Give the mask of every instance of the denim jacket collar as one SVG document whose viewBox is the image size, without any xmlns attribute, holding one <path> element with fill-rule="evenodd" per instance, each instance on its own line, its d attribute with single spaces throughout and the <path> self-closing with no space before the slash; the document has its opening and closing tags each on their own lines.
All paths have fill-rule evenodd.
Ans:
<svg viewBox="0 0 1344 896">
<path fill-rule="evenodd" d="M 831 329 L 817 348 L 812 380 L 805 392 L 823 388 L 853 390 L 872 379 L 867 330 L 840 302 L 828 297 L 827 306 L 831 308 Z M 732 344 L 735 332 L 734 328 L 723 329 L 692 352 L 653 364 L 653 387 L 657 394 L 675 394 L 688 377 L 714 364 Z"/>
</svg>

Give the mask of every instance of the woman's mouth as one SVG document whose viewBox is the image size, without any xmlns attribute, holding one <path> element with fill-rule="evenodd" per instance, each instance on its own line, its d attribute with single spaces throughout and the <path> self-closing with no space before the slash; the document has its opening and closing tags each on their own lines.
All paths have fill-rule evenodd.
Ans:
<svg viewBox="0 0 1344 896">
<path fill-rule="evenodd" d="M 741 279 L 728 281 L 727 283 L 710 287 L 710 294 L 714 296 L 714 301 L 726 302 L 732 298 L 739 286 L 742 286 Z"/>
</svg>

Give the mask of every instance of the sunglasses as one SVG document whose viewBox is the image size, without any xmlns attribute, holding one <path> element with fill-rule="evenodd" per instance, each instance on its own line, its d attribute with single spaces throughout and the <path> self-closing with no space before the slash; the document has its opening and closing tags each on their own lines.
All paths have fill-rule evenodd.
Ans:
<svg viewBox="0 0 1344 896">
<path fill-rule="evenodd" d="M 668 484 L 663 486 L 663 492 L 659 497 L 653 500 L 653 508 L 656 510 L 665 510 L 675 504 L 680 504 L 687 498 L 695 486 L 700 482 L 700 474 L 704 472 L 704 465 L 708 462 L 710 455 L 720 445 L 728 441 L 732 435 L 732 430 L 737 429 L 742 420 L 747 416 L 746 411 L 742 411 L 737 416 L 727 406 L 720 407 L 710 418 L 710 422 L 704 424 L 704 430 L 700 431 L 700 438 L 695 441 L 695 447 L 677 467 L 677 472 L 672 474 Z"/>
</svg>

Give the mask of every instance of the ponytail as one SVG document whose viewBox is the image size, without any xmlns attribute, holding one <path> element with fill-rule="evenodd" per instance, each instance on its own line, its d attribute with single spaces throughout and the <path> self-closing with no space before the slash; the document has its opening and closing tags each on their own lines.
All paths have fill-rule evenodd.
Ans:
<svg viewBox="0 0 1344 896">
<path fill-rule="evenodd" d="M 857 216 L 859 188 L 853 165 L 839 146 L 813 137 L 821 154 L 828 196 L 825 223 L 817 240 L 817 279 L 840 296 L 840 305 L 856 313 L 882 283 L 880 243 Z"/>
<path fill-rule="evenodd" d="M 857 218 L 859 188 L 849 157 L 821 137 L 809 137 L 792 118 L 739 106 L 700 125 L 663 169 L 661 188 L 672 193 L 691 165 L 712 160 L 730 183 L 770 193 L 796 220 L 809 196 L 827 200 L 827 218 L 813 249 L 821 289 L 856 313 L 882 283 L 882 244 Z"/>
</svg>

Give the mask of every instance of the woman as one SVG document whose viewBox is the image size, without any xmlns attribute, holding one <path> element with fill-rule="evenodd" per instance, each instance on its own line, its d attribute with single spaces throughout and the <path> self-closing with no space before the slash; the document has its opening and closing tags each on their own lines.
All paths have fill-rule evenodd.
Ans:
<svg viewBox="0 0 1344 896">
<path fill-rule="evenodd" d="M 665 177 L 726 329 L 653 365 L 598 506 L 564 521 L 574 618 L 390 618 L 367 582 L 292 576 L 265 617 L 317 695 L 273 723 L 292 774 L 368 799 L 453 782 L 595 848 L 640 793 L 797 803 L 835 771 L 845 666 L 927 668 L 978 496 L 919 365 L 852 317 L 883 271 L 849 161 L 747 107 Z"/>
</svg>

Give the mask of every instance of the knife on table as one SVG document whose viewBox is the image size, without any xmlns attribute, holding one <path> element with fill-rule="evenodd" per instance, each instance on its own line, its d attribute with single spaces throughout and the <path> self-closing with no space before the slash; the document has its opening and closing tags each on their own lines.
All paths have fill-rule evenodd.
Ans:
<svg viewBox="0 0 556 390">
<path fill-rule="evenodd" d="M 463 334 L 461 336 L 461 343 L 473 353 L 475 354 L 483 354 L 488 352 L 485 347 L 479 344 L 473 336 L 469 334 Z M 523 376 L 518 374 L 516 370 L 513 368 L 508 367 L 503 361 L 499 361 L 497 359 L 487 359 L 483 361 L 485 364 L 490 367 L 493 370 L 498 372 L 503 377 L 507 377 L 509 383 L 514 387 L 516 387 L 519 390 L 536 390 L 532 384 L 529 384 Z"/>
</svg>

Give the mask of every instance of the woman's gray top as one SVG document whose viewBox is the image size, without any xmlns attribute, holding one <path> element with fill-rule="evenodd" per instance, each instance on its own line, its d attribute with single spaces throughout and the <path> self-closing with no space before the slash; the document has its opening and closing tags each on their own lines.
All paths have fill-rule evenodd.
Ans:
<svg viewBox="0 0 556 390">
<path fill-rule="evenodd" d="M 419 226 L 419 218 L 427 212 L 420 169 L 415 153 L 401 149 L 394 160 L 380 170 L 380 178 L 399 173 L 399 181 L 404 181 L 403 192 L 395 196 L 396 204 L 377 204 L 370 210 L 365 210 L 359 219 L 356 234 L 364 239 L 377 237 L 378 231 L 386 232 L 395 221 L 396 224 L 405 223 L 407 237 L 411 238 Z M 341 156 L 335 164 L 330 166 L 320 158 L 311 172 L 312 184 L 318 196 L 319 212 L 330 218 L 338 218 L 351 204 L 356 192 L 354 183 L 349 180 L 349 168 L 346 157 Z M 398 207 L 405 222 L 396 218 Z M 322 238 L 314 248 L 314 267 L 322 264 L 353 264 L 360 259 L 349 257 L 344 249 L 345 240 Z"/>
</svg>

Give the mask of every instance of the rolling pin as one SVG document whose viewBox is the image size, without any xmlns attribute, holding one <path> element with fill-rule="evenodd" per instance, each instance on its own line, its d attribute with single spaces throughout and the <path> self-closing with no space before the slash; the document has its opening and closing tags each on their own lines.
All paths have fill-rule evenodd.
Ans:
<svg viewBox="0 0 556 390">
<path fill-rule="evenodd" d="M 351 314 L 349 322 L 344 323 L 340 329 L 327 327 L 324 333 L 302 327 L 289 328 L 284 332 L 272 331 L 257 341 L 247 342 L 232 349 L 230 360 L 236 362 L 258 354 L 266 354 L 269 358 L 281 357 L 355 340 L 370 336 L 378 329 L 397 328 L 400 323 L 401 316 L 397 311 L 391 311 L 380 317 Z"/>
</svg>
- - - - -
→ WHAT YOU HAVE TO DO
Retype the records that precede this task, keeping them exactly the same.

→ ANSWER TO THIS TASK
Give the mask of every instance of the denim jacket collar as one SVG document whose viewBox is the image size, without any xmlns attribute, holding one <path> element with fill-rule="evenodd" per instance, each instance on its own line, its d attribute with single spaces throughout and the <path> self-closing with no space before the slash; the document has its opening and closing tags each on their own lines.
All paths have fill-rule evenodd.
Ans:
<svg viewBox="0 0 1344 896">
<path fill-rule="evenodd" d="M 831 329 L 817 348 L 812 380 L 805 392 L 823 388 L 853 390 L 872 379 L 867 330 L 840 302 L 828 297 L 827 306 L 831 308 Z M 732 344 L 735 332 L 734 328 L 723 329 L 692 352 L 653 364 L 653 387 L 657 394 L 675 394 L 688 377 L 714 364 Z"/>
</svg>

Give the mask of every instance of the woman's mouth as one SVG document whose viewBox is the image size, without any xmlns attribute, holding one <path> element with fill-rule="evenodd" per instance, each instance on its own line, its d attribute with single spaces throughout and the <path> self-closing with no space before the slash; the document has its opening and closing tags each on their own lines.
All paths have fill-rule evenodd.
Ans:
<svg viewBox="0 0 1344 896">
<path fill-rule="evenodd" d="M 741 279 L 728 281 L 727 283 L 710 287 L 710 294 L 714 296 L 714 301 L 726 302 L 732 298 L 739 286 L 742 286 Z"/>
</svg>

Give the mask of every instance of the sunglasses as one SVG document whose viewBox is the image size, without any xmlns attribute, holding one <path> element with fill-rule="evenodd" per instance, each instance on its own line, its d attribute with single spaces throughout and the <path> self-closing with no space before the slash; the document has its opening and closing tags each on their own lines.
All paths have fill-rule evenodd.
Ans:
<svg viewBox="0 0 1344 896">
<path fill-rule="evenodd" d="M 668 484 L 663 486 L 663 492 L 659 497 L 653 500 L 653 508 L 656 510 L 665 510 L 675 504 L 680 504 L 687 498 L 695 486 L 700 482 L 700 474 L 704 472 L 704 465 L 708 462 L 710 455 L 720 445 L 728 441 L 732 435 L 732 430 L 737 429 L 742 420 L 747 416 L 746 411 L 742 411 L 737 416 L 727 406 L 720 407 L 710 418 L 710 422 L 704 424 L 704 430 L 700 431 L 700 438 L 695 441 L 695 447 L 677 467 L 677 472 L 672 474 Z"/>
</svg>

Give the mask of every instance of the ponytail as one SVG document whose viewBox is the image size, without any xmlns attribute, holding one <path> element with fill-rule="evenodd" per instance, each instance on its own line, its d attribute with single spaces throughout and the <path> self-closing with no space before the slash; the document has its opening and closing tags each on their own lines.
All paths have fill-rule evenodd.
Ans:
<svg viewBox="0 0 1344 896">
<path fill-rule="evenodd" d="M 857 216 L 859 188 L 853 165 L 839 146 L 813 137 L 821 154 L 828 196 L 825 223 L 817 240 L 817 279 L 840 296 L 840 305 L 856 313 L 882 283 L 880 243 Z"/>
<path fill-rule="evenodd" d="M 857 218 L 859 188 L 849 157 L 821 137 L 809 137 L 792 118 L 739 106 L 700 125 L 663 169 L 661 188 L 672 193 L 691 165 L 712 160 L 730 183 L 770 193 L 796 220 L 809 196 L 827 200 L 827 218 L 813 249 L 821 289 L 856 313 L 882 283 L 882 244 Z"/>
</svg>

Give the mask of every instance of the woman as one SVG document whose viewBox is the image size, without any xmlns attribute, holding one <path> element with fill-rule="evenodd" per instance, each instance on its own line, its d attribute with single spaces throughout and the <path> self-closing with no space before the slash; the document has its opening and closing tags each on their own lines.
All paths have fill-rule evenodd.
Ans:
<svg viewBox="0 0 1344 896">
<path fill-rule="evenodd" d="M 665 177 L 726 329 L 653 365 L 598 506 L 564 521 L 574 618 L 390 618 L 367 582 L 292 576 L 265 617 L 317 695 L 273 723 L 292 774 L 368 799 L 453 782 L 595 848 L 640 793 L 797 803 L 835 771 L 845 666 L 927 668 L 978 496 L 919 365 L 852 317 L 883 271 L 849 161 L 747 107 Z"/>
</svg>

Give the mask of every instance of the knife on table as one SVG document whose viewBox is the image size, without any xmlns attribute, holding one <path> element with fill-rule="evenodd" per instance, each instance on its own line, its d attribute with single spaces throughout and the <path> self-closing with no space before the slash; the document has its opening and closing tags each on their own lines.
All paths have fill-rule evenodd.
Ans:
<svg viewBox="0 0 556 390">
<path fill-rule="evenodd" d="M 463 334 L 461 336 L 461 343 L 473 353 L 475 354 L 483 354 L 488 352 L 485 347 L 479 344 L 473 336 L 469 334 Z M 523 376 L 518 374 L 516 370 L 513 368 L 508 367 L 503 361 L 499 361 L 497 359 L 487 359 L 483 361 L 485 364 L 490 367 L 493 370 L 498 372 L 503 377 L 507 377 L 509 383 L 514 387 L 516 387 L 519 390 L 536 390 L 532 384 L 529 384 Z"/>
</svg>

Give the mask of every instance of the woman's gray top as one SVG document whose viewBox is the image size, without any xmlns attribute, holding one <path> element with fill-rule="evenodd" per instance, each instance on its own line, its d attribute with single spaces throughout and the <path> self-closing with no space before the slash; the document has its opening and closing tags each on their own lines.
All paths have fill-rule evenodd.
Ans:
<svg viewBox="0 0 556 390">
<path fill-rule="evenodd" d="M 419 226 L 419 218 L 427 212 L 420 169 L 415 153 L 401 149 L 394 160 L 380 170 L 380 178 L 399 173 L 399 181 L 404 181 L 403 192 L 395 196 L 396 204 L 377 204 L 370 210 L 365 210 L 359 219 L 356 234 L 364 239 L 377 237 L 378 231 L 386 232 L 395 221 L 396 224 L 405 223 L 407 237 L 411 238 Z M 341 156 L 335 164 L 330 166 L 320 158 L 311 172 L 312 184 L 318 196 L 319 212 L 330 218 L 338 218 L 351 204 L 356 192 L 354 183 L 349 180 L 349 168 L 346 157 Z M 398 207 L 405 222 L 396 218 Z M 322 238 L 314 248 L 314 267 L 322 264 L 353 264 L 360 259 L 349 257 L 344 249 L 345 240 Z"/>
</svg>

Give the mask of every instance of the rolling pin as one SVG document whose viewBox is the image size, without any xmlns attribute, holding one <path> element with fill-rule="evenodd" per instance, each instance on its own line, its d attribute with single spaces throughout and the <path> self-closing with no space before the slash; the document has its opening and closing tags each on their own lines.
All paths have fill-rule evenodd.
Ans:
<svg viewBox="0 0 556 390">
<path fill-rule="evenodd" d="M 351 314 L 349 322 L 344 323 L 340 329 L 327 327 L 324 333 L 302 327 L 289 328 L 284 332 L 272 331 L 257 341 L 247 342 L 232 349 L 230 360 L 236 362 L 258 354 L 266 354 L 269 358 L 281 357 L 355 340 L 370 336 L 378 329 L 397 328 L 400 323 L 401 316 L 397 311 L 391 311 L 380 317 Z"/>
</svg>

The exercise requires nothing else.